* _REQUIRED TASK_
Copy all of the material below, replacing every "single point apiece" with "one point each" and changing nothing else. Leave out the pictures.

─── RECORDS FOR THIS TASK ───

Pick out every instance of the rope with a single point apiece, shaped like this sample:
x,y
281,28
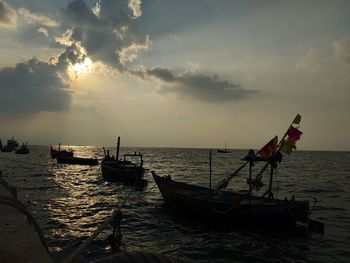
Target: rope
x,y
22,208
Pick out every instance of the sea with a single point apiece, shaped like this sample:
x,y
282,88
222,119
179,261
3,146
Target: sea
x,y
70,202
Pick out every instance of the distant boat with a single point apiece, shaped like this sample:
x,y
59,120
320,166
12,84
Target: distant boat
x,y
242,207
127,172
54,153
23,150
76,160
223,151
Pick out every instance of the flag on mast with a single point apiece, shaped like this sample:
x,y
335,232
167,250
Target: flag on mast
x,y
269,148
292,135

───

* _EXERCISE OUTPUT_
Pick out every instance of the rope with a one point each, shaped like this sample:
x,y
281,28
Target: rope
x,y
22,208
Pick out every instance of the sea with a one point each, shaped like this sample:
x,y
282,88
222,119
179,261
3,146
Target: sea
x,y
70,202
Pick out every instance of the distant boat with a one point each, shaped like this sample:
x,y
59,120
320,166
12,84
Target: distant boat
x,y
242,207
127,172
54,153
23,150
76,160
223,151
Pick out every instance of the flag on mast with a one point each, shaped like this sample:
x,y
335,232
167,250
Target: flag on mast
x,y
269,148
292,135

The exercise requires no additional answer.